- [Material shown]
========

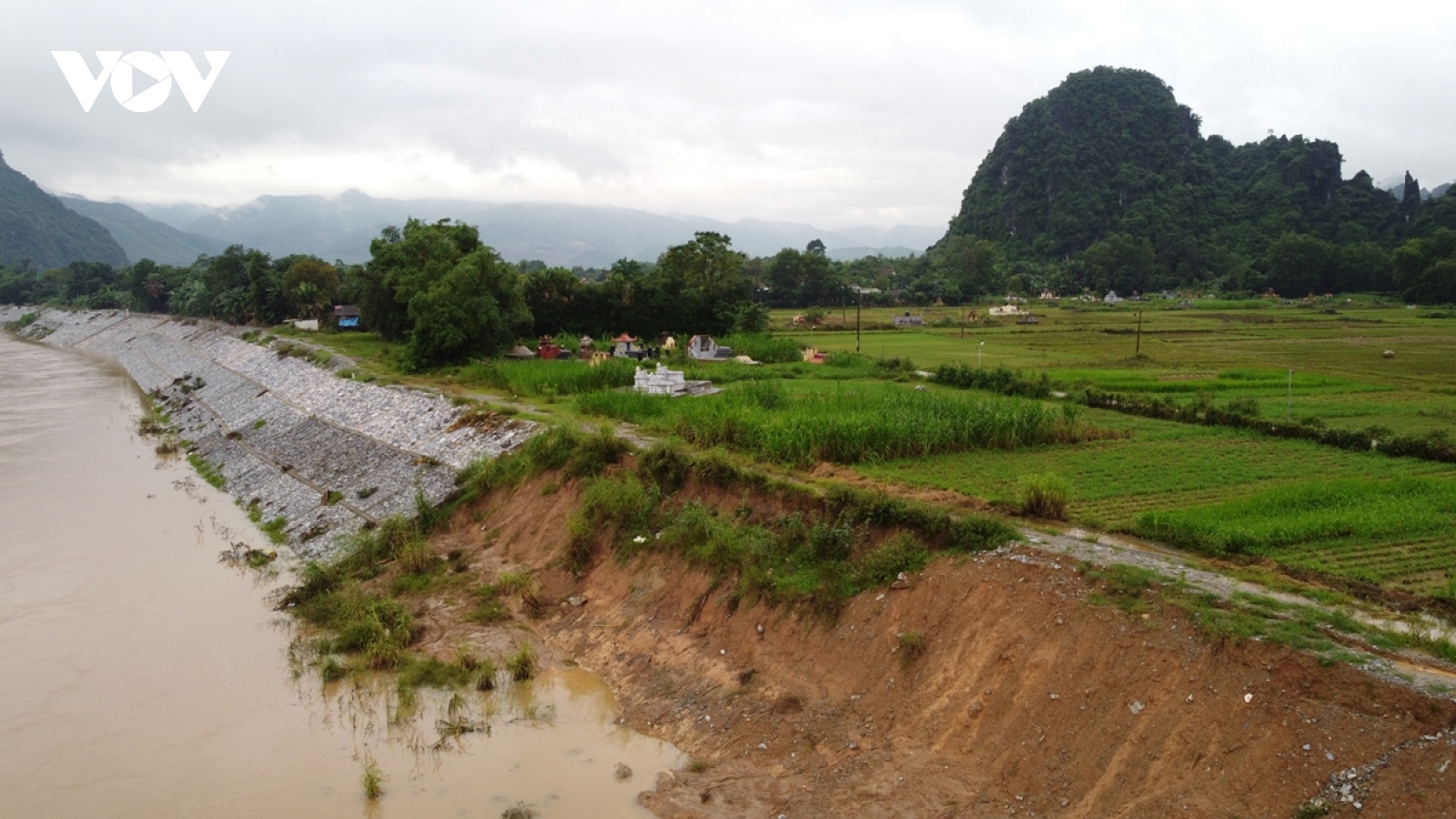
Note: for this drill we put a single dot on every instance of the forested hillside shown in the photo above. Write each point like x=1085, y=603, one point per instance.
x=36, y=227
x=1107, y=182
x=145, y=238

========

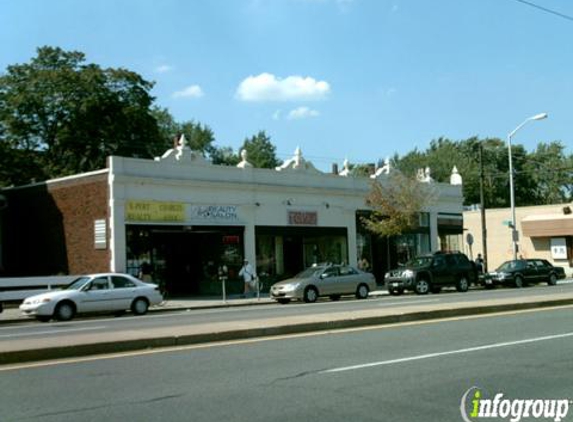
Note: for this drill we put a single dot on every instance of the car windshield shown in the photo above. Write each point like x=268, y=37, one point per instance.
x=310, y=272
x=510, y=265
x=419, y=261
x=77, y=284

========

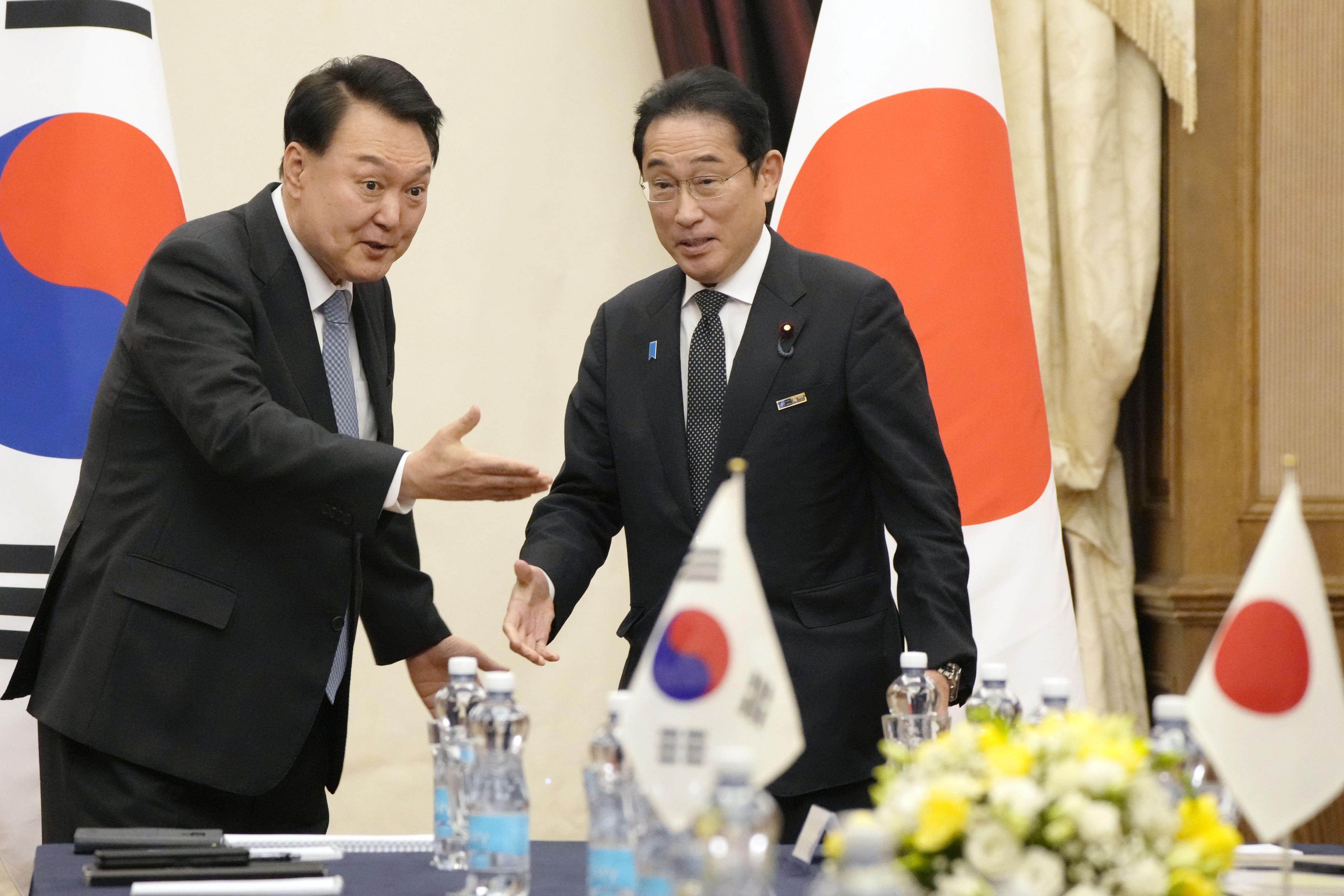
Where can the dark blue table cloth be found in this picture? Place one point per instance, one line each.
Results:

========

- [Prompt]
Replace "forested hillside" with "wooded slope" in the lines of the entries above, from the line containing "y=603, one point per instance." through the line containing "x=145, y=238", inclusive. Leave everything else unchanged and return only those lines.

- [Solution to the exercise]
Note: for this drill we put a single dot on every instance of the wooded slope shown in the photo above. Write each point like x=1085, y=603, one point per instance.
x=36, y=227
x=1107, y=182
x=145, y=238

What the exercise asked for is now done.